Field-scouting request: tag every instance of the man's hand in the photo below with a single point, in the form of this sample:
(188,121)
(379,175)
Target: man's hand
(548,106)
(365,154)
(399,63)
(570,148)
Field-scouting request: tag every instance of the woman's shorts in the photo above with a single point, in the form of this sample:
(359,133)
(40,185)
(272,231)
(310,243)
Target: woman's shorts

- - -

*TASK TO COMPLETE*. Copy all of the lines above word for word, in their original order.

*ANSWER FOR THIS EXERCISE*.
Field-scouting request: tag every instance of the man's hand in the photo below with a single point, in the form of this sample:
(188,121)
(379,175)
Target: man's hand
(548,106)
(365,154)
(399,63)
(570,148)
Field-scouting request: tag every instance of the woman's shorts in the photo above with a single point, in the form of this sample:
(359,133)
(40,185)
(272,231)
(310,243)
Target: woman's shorts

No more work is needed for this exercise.